● **Task**
Pick out each line of the listing below that contains the word "green", treating uppercase and lowercase as different.
start
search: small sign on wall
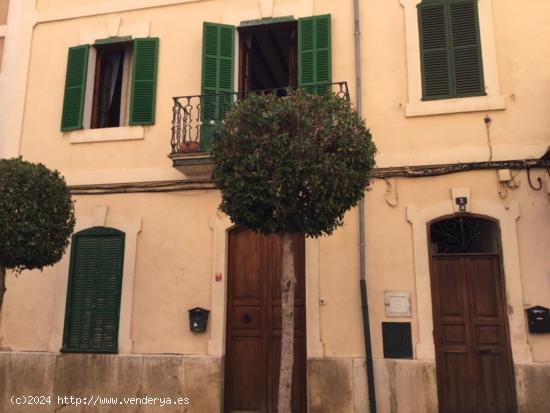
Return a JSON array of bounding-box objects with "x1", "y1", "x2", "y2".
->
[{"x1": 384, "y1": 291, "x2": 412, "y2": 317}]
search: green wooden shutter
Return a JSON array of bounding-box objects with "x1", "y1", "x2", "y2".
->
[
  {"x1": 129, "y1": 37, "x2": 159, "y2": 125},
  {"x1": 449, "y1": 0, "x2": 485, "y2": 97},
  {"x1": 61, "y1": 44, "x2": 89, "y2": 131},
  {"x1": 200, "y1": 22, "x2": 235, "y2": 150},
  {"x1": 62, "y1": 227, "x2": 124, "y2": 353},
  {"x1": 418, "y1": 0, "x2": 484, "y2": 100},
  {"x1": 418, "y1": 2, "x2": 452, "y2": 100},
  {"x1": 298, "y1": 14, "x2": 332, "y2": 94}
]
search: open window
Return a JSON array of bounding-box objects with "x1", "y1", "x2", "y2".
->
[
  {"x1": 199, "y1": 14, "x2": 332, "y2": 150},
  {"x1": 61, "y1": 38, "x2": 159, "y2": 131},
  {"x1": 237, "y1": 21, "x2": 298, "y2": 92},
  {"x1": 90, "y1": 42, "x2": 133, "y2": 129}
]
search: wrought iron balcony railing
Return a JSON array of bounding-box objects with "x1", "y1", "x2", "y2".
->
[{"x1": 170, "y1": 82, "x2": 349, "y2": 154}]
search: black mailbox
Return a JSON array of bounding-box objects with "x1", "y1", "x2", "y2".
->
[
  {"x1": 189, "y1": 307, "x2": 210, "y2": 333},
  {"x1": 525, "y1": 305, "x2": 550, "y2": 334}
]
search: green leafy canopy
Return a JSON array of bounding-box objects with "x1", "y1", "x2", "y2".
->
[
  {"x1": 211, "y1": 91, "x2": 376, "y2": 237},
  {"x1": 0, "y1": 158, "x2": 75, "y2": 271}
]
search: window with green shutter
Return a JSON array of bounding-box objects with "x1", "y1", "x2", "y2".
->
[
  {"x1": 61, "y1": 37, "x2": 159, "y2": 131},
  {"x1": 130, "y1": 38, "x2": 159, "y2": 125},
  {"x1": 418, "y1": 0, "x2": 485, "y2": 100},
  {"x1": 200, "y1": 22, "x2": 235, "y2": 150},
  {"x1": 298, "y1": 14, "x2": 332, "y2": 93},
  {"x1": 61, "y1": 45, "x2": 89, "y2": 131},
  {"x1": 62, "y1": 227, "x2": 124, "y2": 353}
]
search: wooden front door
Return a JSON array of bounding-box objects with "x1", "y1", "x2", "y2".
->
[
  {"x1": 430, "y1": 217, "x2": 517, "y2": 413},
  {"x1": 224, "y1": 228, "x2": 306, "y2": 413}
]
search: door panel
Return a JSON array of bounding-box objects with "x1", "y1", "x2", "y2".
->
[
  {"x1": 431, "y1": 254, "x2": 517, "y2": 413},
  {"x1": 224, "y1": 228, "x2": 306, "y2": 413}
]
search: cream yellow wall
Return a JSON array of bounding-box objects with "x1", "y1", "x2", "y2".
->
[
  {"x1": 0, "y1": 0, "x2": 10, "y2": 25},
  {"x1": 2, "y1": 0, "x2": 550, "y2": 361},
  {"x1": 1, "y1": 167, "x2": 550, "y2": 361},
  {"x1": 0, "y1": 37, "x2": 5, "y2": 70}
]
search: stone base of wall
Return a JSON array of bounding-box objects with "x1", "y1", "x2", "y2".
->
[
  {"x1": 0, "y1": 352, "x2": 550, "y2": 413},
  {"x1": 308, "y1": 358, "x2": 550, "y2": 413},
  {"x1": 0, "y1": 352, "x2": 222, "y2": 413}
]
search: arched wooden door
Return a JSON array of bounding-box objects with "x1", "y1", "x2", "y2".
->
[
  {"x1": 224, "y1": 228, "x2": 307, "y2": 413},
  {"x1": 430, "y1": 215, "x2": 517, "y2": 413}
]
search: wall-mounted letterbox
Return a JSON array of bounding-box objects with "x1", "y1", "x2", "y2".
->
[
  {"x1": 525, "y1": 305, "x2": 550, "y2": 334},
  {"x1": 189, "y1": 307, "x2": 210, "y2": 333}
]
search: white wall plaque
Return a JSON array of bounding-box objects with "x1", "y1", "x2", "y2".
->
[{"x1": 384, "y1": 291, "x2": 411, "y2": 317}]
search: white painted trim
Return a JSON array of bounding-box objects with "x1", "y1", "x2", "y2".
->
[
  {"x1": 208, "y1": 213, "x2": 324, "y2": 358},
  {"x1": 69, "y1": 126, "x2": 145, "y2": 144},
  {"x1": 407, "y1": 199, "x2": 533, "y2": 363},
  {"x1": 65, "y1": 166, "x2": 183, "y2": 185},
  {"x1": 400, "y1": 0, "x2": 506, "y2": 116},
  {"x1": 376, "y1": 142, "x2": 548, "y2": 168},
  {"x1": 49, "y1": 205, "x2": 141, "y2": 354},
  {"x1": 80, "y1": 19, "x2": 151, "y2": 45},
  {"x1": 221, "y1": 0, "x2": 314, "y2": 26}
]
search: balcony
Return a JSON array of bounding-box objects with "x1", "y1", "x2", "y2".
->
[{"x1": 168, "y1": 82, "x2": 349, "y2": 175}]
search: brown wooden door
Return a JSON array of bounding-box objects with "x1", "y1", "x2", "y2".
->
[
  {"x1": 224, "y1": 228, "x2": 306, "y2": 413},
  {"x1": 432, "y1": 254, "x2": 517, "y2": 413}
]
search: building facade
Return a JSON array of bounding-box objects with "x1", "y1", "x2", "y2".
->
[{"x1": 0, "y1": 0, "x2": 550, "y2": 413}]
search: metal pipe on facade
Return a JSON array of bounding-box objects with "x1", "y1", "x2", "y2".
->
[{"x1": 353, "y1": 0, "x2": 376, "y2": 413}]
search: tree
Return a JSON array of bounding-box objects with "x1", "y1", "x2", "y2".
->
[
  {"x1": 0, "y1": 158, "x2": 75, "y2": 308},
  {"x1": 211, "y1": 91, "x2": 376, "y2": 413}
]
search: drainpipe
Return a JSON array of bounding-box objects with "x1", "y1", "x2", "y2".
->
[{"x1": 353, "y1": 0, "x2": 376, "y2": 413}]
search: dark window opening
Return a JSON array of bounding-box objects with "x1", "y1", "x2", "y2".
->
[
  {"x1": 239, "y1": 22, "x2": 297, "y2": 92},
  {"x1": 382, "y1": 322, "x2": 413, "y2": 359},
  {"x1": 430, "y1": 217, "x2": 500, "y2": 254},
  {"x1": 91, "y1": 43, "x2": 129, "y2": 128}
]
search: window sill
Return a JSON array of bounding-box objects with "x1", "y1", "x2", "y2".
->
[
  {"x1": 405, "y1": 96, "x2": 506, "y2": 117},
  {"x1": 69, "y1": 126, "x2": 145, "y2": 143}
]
end
● **Task answer**
search: green wooden shutter
search: green leafy canopy
search: window with green shutter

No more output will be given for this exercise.